[WHAT THE EXERCISE ASKS]
Lay out each line of the rows below as a JSON list of strings, one string per line, with blank lines skipped and the pictures omitted.

Excerpts from location labeling data
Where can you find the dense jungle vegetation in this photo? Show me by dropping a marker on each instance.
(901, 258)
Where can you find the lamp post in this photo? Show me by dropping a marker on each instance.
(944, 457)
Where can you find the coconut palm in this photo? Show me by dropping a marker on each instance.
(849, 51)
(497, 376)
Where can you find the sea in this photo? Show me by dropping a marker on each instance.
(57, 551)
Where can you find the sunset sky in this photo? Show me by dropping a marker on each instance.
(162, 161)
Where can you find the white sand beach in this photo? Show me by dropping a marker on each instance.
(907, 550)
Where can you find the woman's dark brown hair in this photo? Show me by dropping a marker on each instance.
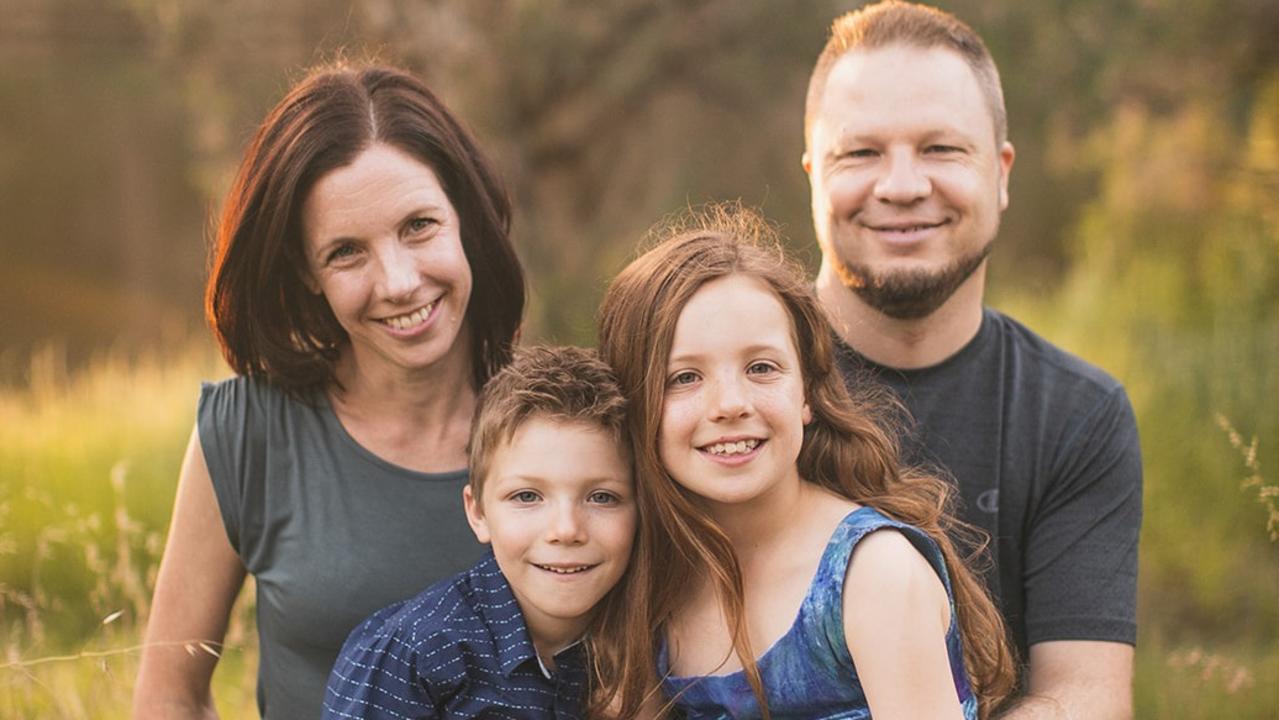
(848, 448)
(265, 319)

[SOLUTION]
[
  "Where can you find the dense jungle vegetation in this photo? Show me by dropping a marker on each instance.",
  "(901, 258)",
  "Where can you find the lamp post in this photo? Show me by dropping a marker on each instance.",
  "(944, 457)",
  "Where can you find the coconut palm in this photo? Show me by dropping a marker on each instance.",
  "(849, 51)",
  "(497, 376)",
  "Where can you find the sea in this photo? Show me by dropping a marker on each instance.",
  "(57, 551)",
  "Where can you find the sunset sky in this photo? Show me by dropping a marker on each instance.",
  "(162, 161)",
  "Where can you find the white sand beach in this photo? Show me by dropping a marker on each instance.",
  "(907, 550)",
  "Where can you find the woman's dark brown hair in this photo? Show me by dropping a marker on each instance.",
  "(848, 448)",
  "(265, 319)"
]